* **QUOTED PASSAGE**
Instructions for installing Tensorflow using pip https://www.tensorflow.org/install/pip

In [None]:
import random
random.seed(112358)

import numpy as np
import pandas as pd
import matplotlib.pyplot as plt
%matplotlib inline

import seaborn as sns
pd.set_option('display.width', 1500)
pd.set_option('display.max_columns', 100)

# from sklearn.utils import shuffle

In [None]:
# TensorFlow and tf.keras
import tensorflow as tf

print(tf.__version__)

2.11.0


<div class='theme'> Neural Networks</div> 

Neural networks are, of course, a large and complex topic that cannot be covered in a single homework. Here, we'll focus on the key idea of ANNs: they are able to learn a mapping from example input data $X$ (of fixed size) to example output data $Y$ (of fixed size). This is the same concept as every other classification and regression task we've learned so far in the semester. We'll also partially explore what patterns the neural network learns and how well neural networks generalize.

* **WORK TO BE COMPLETED**
In the neural networks notebook, rewrite the part from "# from sklearn.utils" up to and including "neural networks generalize.", swapping "homework" for "assignment".

* **DATASET EXTRACT**
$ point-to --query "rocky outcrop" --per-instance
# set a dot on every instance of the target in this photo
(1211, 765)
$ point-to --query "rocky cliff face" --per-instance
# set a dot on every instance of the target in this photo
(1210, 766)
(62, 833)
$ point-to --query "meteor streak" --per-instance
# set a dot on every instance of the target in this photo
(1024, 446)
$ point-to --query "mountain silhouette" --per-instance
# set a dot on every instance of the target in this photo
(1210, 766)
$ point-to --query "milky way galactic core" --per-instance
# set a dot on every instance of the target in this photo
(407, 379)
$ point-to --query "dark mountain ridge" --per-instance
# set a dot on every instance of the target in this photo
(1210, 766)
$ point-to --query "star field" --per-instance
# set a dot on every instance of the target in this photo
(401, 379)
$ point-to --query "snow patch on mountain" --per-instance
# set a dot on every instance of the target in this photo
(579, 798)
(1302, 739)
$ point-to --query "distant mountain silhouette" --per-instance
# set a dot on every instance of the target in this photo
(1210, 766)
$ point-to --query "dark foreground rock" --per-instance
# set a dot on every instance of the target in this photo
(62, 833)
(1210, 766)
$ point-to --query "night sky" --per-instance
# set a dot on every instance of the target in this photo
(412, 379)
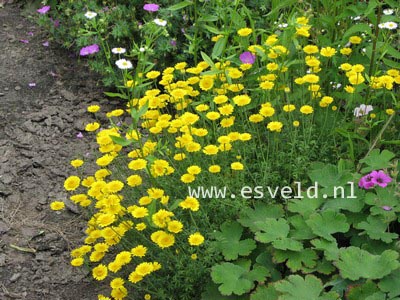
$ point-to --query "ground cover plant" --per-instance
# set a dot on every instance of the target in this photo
(263, 113)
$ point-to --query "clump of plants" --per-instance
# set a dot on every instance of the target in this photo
(294, 132)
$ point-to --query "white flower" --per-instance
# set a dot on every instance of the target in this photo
(388, 11)
(362, 110)
(123, 64)
(390, 25)
(118, 50)
(90, 14)
(160, 22)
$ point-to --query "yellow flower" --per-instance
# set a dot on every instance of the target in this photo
(139, 251)
(196, 239)
(187, 178)
(328, 51)
(214, 169)
(190, 203)
(306, 109)
(152, 74)
(346, 51)
(289, 108)
(275, 126)
(93, 108)
(92, 126)
(99, 272)
(57, 205)
(355, 39)
(72, 183)
(244, 31)
(237, 166)
(241, 100)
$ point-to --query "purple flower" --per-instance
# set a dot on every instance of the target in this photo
(151, 7)
(91, 49)
(366, 182)
(247, 58)
(43, 10)
(380, 178)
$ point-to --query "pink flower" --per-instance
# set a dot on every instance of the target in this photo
(151, 7)
(91, 49)
(380, 178)
(247, 58)
(43, 10)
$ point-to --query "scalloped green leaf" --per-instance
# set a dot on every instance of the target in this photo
(376, 229)
(235, 279)
(328, 222)
(390, 284)
(249, 216)
(330, 248)
(296, 261)
(229, 243)
(303, 288)
(377, 160)
(271, 230)
(355, 263)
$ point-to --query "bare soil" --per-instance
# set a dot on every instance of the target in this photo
(44, 92)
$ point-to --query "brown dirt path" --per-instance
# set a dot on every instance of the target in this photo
(38, 127)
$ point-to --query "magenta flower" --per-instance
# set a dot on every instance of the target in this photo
(91, 49)
(43, 10)
(366, 182)
(247, 58)
(151, 7)
(380, 178)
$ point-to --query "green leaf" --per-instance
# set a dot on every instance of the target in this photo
(376, 229)
(296, 261)
(390, 284)
(287, 244)
(228, 241)
(330, 248)
(236, 279)
(219, 47)
(271, 230)
(355, 263)
(264, 293)
(249, 217)
(377, 160)
(299, 288)
(180, 5)
(328, 222)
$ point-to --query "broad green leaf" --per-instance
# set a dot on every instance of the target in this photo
(355, 263)
(235, 279)
(304, 207)
(328, 222)
(390, 284)
(299, 288)
(180, 5)
(287, 244)
(362, 291)
(377, 160)
(376, 229)
(300, 229)
(249, 217)
(271, 230)
(295, 261)
(264, 293)
(330, 248)
(228, 241)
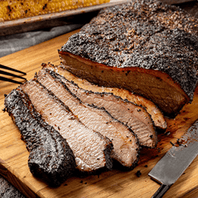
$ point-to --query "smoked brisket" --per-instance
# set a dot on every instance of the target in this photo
(51, 158)
(90, 148)
(125, 144)
(146, 47)
(156, 115)
(132, 115)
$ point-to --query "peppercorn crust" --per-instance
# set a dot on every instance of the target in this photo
(142, 34)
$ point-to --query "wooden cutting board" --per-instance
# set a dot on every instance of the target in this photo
(115, 183)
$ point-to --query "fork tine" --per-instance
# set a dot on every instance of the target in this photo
(10, 74)
(5, 67)
(9, 80)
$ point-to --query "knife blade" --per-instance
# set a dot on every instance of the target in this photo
(172, 165)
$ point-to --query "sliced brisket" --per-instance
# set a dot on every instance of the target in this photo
(151, 108)
(128, 113)
(50, 156)
(91, 149)
(143, 46)
(125, 145)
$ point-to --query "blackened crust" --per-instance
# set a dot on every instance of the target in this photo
(144, 34)
(51, 158)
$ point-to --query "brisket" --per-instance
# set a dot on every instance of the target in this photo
(151, 108)
(91, 149)
(51, 158)
(128, 113)
(125, 144)
(146, 47)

* **RESPONSE TO THE EXERCISE**
# from sklearn.utils import shuffle

In [None]:
# TensorFlow and tf.keras
import tensorflow as tf

print(tf.__version__)

2.11.0


<div class='theme'> Neural Networks</div> 

Neural networks are, of course, a large and complex topic that cannot be covered in a single assignment. Here, we'll focus on the key idea of ANNs: they are able to learn a mapping from example input data $X$ (of fixed size) to example output data $Y$ (of fixed size). This is the same concept as every other classification and regression task we've learned so far in the semester. We'll also partially explore what patterns the neural network learns and how well neural networks generalize.